:: Provided passage ::

# Installing a new toilet flange - before or after tiling



## WoodmanFL (Nov 19, 2011)

I have a 4" stub for the new toilet. Should I wait to cut it off until after I put the tile down?


----------



## TarheelTerp (Jan 6, 2009)

tile --> grout --> set flange --> set fixture


----------



## psilva8 (Jan 12, 2012)

Are you tiling ontop of the concrete slab? 

1) Dry-fit flange and install tile
2) Grout
3) Install flange, anchor to concrete
4) Profit
5) Install toilet.


----------



## oh'mike (Sep 18, 2009)

I prefer to set the flange to the concrete and tile around it---Here's why--

No need to drill through the porcelain tile--no possibility that the flange will be to high and hit the bottom of the toilet ---

I do bathrooms---flush to the tile has never been a problem--but on top of the tile has been on many occasions. 

You must decide---most books will tell you to place the flange on top of the finished floor--
I speak only from personal experience--Mike---


----------



## broox (Nov 30, 2010)

my vote is for on top of the tile


----------



## bob22 (May 28, 2008)

Here we go again; the on-top or level debate. Last time the winner was level if I remember correctly.


----------



## oh'mike (Sep 18, 2009)

It never ends----


----------



## TheEplumber (Jul 20, 2010)

I vote for on top. :thumbup:
And in your case it looks like you'll need an inside flange


----------



## ben's plumbing (Oct 6, 2011)

the debate never ends...on the concrete..or on the tile... you decide either way it will work...:yes:


----------



## Javiles (Dec 12, 2011)

On the tile on the tile on the tile on the tile no no wait on the cement on the cement the cement on no wait the tile……….:huh::wink::laughing:


----------

:::
:: Exercise inputs ::

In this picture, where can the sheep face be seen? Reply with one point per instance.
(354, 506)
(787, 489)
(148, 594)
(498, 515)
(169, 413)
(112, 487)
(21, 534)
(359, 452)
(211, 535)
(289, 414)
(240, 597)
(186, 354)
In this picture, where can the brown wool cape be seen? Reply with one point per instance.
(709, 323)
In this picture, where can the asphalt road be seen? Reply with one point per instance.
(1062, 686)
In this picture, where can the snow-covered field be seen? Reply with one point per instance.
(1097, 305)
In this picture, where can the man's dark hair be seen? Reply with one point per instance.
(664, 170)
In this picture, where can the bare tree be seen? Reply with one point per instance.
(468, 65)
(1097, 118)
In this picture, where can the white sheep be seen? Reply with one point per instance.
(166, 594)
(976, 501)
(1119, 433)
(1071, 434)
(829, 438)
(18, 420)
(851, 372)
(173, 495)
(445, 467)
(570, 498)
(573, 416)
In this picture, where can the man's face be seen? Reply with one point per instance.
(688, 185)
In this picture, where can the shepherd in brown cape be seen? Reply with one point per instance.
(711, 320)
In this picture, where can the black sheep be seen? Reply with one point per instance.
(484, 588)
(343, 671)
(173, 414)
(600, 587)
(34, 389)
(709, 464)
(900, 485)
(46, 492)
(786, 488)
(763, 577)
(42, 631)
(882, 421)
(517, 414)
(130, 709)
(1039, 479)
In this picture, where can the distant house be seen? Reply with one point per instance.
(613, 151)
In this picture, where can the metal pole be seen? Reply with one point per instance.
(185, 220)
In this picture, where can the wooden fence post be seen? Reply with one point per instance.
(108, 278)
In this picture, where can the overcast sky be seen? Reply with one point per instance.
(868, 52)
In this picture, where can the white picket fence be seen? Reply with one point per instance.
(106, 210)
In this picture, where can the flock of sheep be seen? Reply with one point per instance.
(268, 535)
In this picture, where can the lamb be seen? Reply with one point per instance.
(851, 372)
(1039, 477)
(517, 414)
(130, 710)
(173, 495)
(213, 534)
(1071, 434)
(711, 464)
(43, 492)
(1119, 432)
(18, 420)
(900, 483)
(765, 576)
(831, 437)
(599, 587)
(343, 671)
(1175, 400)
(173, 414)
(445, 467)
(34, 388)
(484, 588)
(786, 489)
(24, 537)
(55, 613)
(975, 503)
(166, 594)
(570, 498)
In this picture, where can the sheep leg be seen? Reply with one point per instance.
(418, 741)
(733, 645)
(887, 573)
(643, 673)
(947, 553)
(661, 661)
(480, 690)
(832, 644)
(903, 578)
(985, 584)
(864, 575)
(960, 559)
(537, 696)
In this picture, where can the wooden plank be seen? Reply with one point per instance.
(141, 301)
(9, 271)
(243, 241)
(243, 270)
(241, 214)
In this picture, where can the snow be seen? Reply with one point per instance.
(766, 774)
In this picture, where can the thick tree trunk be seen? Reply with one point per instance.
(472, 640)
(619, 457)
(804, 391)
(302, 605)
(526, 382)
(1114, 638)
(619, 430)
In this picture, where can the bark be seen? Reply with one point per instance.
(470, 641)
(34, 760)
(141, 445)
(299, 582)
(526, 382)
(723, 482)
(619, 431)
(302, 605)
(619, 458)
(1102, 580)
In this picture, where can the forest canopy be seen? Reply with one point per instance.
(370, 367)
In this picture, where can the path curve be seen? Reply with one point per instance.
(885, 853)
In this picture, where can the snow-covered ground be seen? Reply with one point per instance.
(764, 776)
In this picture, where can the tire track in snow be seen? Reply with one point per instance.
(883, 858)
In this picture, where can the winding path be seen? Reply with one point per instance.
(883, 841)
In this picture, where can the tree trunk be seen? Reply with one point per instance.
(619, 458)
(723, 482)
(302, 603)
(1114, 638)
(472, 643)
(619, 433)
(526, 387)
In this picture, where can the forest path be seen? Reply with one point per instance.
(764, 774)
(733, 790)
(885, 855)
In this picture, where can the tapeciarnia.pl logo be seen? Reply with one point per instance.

:::

- [Directions]:
**a)** Set down a passage of the toilet flange thread word for word: begin at the words "I prefer to" and stop after "on many occasions.".
**b)** In the records, from their first line through the line that contains "(1039, 479)", change every occurrence of "sheep" to "goat". Give only those lines, with everything else unchanged.
The forum thread and the records come from separate, unrelated sources.

- [Task results]:
**a)**
I prefer to set the flange to the concrete and tile around it---Here's why--

No need to drill through the porcelain tile--no possibility that the flange will be to high and hit the bottom of the toilet ---

I do bathrooms---flush to the tile has never been a problem--but on top of the tile has been on many occasions.

**b)**
In this picture, where can the goat face be seen? Reply with one point per instance.
(354, 506)
(787, 489)
(148, 594)
(498, 515)
(169, 413)
(112, 487)
(21, 534)
(359, 452)
(211, 535)
(289, 414)
(240, 597)
(186, 354)
In this picture, where can the brown wool cape be seen? Reply with one point per instance.
(709, 323)
In this picture, where can the asphalt road be seen? Reply with one point per instance.
(1062, 686)
In this picture, where can the snow-covered field be seen? Reply with one point per instance.
(1097, 305)
In this picture, where can the man's dark hair be seen? Reply with one point per instance.
(664, 170)
In this picture, where can the bare tree be seen? Reply with one point per instance.
(468, 65)
(1097, 118)
In this picture, where can the white goat be seen? Reply with one point per instance.
(166, 594)
(976, 501)
(1119, 433)
(1071, 434)
(829, 438)
(18, 420)
(851, 372)
(173, 495)
(445, 467)
(570, 498)
(573, 416)
In this picture, where can the man's face be seen? Reply with one point per instance.
(688, 185)
In this picture, where can the shepherd in brown cape be seen? Reply with one point per instance.
(711, 320)
In this picture, where can the black goat be seen? Reply with one point per instance.
(484, 588)
(343, 671)
(173, 414)
(600, 587)
(34, 389)
(709, 464)
(900, 485)
(46, 492)
(786, 488)
(763, 577)
(42, 631)
(882, 421)
(517, 414)
(130, 709)
(1039, 479)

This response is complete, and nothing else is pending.